**Job**
Please lay out the entries below as a Markdown table with the columns Row and Line, one numbered row per line, leaving out blank lines.

**Materials provided**
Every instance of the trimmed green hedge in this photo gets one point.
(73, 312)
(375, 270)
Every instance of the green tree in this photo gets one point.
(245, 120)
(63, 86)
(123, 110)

**Task solution**
| Row | Line |
|---|---|
| 1 | Every instance of the trimmed green hedge in this photo gets one point. |
| 2 | (73, 312) |
| 3 | (375, 270) |
| 4 | Every instance of the green tree in this photo gets one point. |
| 5 | (245, 120) |
| 6 | (63, 86) |
| 7 | (123, 110) |